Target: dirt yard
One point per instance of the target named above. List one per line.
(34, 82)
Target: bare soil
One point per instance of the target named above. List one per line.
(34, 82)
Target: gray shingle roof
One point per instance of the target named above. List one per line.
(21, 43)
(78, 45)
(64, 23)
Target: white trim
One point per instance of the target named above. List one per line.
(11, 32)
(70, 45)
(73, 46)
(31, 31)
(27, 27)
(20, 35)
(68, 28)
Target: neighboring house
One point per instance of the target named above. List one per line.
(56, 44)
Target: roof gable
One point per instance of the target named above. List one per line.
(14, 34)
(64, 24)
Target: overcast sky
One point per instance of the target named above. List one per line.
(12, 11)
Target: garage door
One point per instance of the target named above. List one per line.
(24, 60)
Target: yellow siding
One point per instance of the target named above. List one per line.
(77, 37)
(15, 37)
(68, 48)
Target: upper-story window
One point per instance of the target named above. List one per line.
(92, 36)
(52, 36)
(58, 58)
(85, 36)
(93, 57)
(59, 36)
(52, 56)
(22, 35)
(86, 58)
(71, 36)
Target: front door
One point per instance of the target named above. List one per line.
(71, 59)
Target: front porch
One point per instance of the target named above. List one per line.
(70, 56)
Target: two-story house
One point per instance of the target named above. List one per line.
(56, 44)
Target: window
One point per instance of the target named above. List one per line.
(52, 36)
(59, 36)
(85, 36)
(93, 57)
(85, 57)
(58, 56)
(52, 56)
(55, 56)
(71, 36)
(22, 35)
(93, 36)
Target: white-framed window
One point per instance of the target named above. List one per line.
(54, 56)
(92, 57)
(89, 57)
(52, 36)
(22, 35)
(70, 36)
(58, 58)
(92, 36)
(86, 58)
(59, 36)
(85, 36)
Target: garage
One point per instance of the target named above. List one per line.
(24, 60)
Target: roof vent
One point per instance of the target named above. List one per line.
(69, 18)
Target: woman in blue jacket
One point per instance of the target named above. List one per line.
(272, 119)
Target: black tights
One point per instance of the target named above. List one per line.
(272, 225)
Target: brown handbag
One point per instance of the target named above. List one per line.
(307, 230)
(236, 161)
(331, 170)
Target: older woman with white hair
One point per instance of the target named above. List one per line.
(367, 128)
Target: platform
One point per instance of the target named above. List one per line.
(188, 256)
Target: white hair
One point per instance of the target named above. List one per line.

## Instruction
Copy every row above line by line, without changing a single character.

## Reply to the task
Target: dirt yard
One point per instance of the target named above. List one per line.
(34, 82)
Target: bare soil
One point per instance of the target named above. List one per line.
(34, 82)
Target: gray shingle roof
One point per instance of the target named above. List one per line.
(21, 43)
(78, 45)
(64, 23)
Target: white trim
One point per instance of the target named above. List one per line.
(11, 32)
(70, 45)
(73, 46)
(31, 31)
(27, 27)
(20, 35)
(68, 28)
Target: neighboring house
One point per instance of the target named above. List one per line.
(56, 44)
Target: roof gable
One point per instance of the target named above. List one per line.
(14, 34)
(64, 24)
Target: overcast sky
One point per instance of the target named above. List one per line.
(12, 11)
Target: garage door
One point per instance of the target named above. List one per line.
(24, 60)
Target: yellow siding
One point per instance of the target named above. List one per line.
(77, 37)
(15, 37)
(68, 48)
Target: upper-story window
One point per instance of the target named above. List one per line.
(92, 36)
(52, 36)
(58, 58)
(85, 36)
(93, 57)
(59, 36)
(52, 56)
(22, 35)
(86, 58)
(71, 36)
Target: front door
One point per instance of the target named above. List one per line.
(71, 59)
Target: front porch
One point per instance of the target named above. List one per line.
(70, 56)
Target: two-story house
One point per instance of the target named above. List one per line.
(56, 44)
Target: window
One point per instance of the target named above. List one per line.
(52, 36)
(59, 36)
(85, 36)
(93, 57)
(85, 57)
(58, 56)
(52, 56)
(55, 56)
(71, 36)
(22, 35)
(93, 36)
Target: white-framed window
One point per instance of the target named above. List one per line.
(54, 56)
(92, 57)
(89, 57)
(52, 36)
(22, 35)
(70, 36)
(58, 58)
(92, 36)
(86, 58)
(59, 36)
(85, 36)
Target: garage
One point per instance of the target named above. List one per line.
(24, 60)
Target: roof vent
One point per instance of the target named above. List one per line.
(69, 18)
Target: woman in blue jacket
One point per instance of the target named above. List one per line.
(272, 119)
Target: black tights
One point per instance of the target named above. List one per line.
(272, 225)
Target: brown handbag
One point per instance of the target named above. List one per line.
(307, 230)
(236, 161)
(331, 170)
Target: older woman with white hair
One point per instance of the target named above. List one per line.
(367, 128)
Target: platform
One point per instance of the target named above. List one per line.
(188, 256)
Target: white hair
One point per instance of the target named above. List one per line.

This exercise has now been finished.